### WHAT YOU ARE ASKED TO DO
Count the lines in the records below that contain the string "white", treating uppercase and lowercase as different. Reply with the number only.

— Start —

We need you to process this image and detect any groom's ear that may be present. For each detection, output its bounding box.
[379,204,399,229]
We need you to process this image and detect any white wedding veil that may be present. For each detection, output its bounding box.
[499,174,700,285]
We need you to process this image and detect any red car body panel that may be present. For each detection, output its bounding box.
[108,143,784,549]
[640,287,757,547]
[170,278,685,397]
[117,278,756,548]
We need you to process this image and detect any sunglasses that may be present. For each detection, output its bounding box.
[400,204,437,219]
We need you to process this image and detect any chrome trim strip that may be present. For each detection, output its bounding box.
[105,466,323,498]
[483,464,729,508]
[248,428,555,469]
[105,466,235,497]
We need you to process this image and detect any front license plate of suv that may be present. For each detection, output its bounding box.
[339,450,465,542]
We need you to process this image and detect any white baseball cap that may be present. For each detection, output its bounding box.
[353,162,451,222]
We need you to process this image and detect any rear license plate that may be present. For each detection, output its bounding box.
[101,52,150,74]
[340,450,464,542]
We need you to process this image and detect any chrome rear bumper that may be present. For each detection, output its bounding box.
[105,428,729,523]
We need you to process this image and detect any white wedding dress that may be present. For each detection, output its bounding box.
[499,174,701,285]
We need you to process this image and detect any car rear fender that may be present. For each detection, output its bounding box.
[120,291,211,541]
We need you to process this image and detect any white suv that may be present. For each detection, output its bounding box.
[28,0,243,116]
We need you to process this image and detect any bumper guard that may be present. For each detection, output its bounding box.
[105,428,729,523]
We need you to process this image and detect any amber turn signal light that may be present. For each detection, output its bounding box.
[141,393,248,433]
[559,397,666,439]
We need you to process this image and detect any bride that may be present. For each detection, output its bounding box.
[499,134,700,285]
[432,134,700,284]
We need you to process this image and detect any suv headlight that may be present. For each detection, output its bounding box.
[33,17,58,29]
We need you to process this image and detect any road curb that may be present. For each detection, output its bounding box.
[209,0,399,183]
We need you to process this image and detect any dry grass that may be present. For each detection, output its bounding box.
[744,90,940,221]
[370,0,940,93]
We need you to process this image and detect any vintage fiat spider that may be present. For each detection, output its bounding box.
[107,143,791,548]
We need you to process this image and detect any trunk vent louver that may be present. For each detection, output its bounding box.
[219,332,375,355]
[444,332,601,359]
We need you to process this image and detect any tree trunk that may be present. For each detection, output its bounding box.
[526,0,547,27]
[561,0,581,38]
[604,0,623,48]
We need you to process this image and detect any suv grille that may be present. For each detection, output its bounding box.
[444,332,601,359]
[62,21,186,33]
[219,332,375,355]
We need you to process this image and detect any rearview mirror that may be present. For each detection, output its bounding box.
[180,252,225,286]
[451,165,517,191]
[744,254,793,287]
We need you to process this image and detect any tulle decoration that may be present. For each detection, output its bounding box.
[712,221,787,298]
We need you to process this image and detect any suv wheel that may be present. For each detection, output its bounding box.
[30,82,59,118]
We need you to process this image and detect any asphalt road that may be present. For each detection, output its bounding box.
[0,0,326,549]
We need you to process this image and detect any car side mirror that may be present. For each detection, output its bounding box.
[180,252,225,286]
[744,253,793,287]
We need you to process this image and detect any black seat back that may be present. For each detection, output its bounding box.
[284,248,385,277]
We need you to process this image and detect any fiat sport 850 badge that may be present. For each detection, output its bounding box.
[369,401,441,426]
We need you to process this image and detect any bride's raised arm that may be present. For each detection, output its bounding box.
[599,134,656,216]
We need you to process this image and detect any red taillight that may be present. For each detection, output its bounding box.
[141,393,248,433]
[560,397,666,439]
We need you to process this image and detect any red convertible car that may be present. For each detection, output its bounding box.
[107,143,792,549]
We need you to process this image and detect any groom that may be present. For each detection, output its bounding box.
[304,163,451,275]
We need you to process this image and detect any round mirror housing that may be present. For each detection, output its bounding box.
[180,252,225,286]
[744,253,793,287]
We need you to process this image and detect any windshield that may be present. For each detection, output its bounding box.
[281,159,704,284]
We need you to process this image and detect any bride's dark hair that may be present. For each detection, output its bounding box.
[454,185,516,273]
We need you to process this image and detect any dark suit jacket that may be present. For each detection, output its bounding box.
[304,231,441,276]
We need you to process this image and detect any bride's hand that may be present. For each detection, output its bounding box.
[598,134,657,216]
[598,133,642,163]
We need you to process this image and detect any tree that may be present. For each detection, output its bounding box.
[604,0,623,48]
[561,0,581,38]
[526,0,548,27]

— End —

### WRITTEN SOLUTION
4